— BEGIN DOCUMENT TEXT —
Your group is bound to the designs of an ancient being of tremendous power and influence. You might serve as the creature’s eyes and ears in the world, carrying information back to it. Or perhaps you work as its direct agents, enacting its will. Whether you chose this arrangement or were tricked into it, you can count on the strange resources of your benefactor as long as you serve its purpose.
Types of Ancient Beings
From brooding dragons to unfathomable voices whispering from the dark, ancient beings guide and empower mortals for inscrutable reasons. The relationship your group has to its patron might be a clearly defined exchange, or it could be uncertain or forceful. Whatever the nature of the being, as long as your group fulfills its role, the being offers rewards.
Roll or pick from the Ancient Being table to determine the being your group serves.
Ancient Being Perks
With the ancient being as your group’s patron, you gain the following perks.
Equipment
Your patron’s network has access to certain magic items. You can purchase common magic items from your patron contact. The DM determines the available stock or can call for a group Intelligence (Investigation) check to ascertain if the ancient being’s network can successfully locate a desired item. The DC for this check is 10 in a city, 15 in a town, and 20 in a village. If the check fails, 1d8
days must pass before the same item can be searched for again in that community.
The DM sets the price of a common magic item or determines it randomly: 2d4 × 10
gp, or half as much for a consumable item such as a potion or scroll.
Research
Relying on an ancient being’s network of contacts, the being’s vast collection of lore, or perhaps the being’s direct teaching helps you unearth hidden secrets. If you can contact your patron or their agents, your group makes ability checks made to research lore related to your patron’s interests and influence with advantage.
— END DOCUMENT TEXT —
— BEGIN STORED DATA —
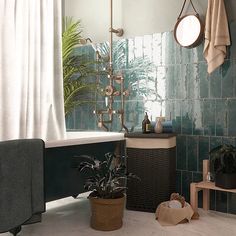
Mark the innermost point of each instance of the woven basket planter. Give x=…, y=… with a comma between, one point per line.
— END STORED DATA —
**PROBLEMS AND TASKS:**
[1] Please give back the ancient-being passage again, starting at the words "Roll or pick" and stopping after "in that community.", and swap "community" for "settlement".
[2] Answer these questions from the ancient-being passage.
(a) What is the DC for the group Intelligence (Investigation) check in a town?
(b) From whom can the group purchase common magic items?
(c) What is the randomly determined price of a common magic item that is not consumable?

**THE SOLUTIONS:**
[1]
Roll or pick from the Ancient Being table to determine the being your group serves.
Ancient Being Perks
With the ancient being as your group’s patron, you gain the following perks.
Equipment
Your patron’s network has access to certain magic items. You can purchase common magic items from your patron contact. The DM determines the available stock or can call for a group Intelligence (Investigation) check to ascertain if the ancient being’s network can successfully locate a desired item. The DC for this check is 10 in a city, 15 in a town, and 20 in a village. If the check fails, 1d8
days must pass before the same item can be searched for again in that settlement.

[2]
(a) 15
(b) From their patron contact
(c) 2d4 × 10 gp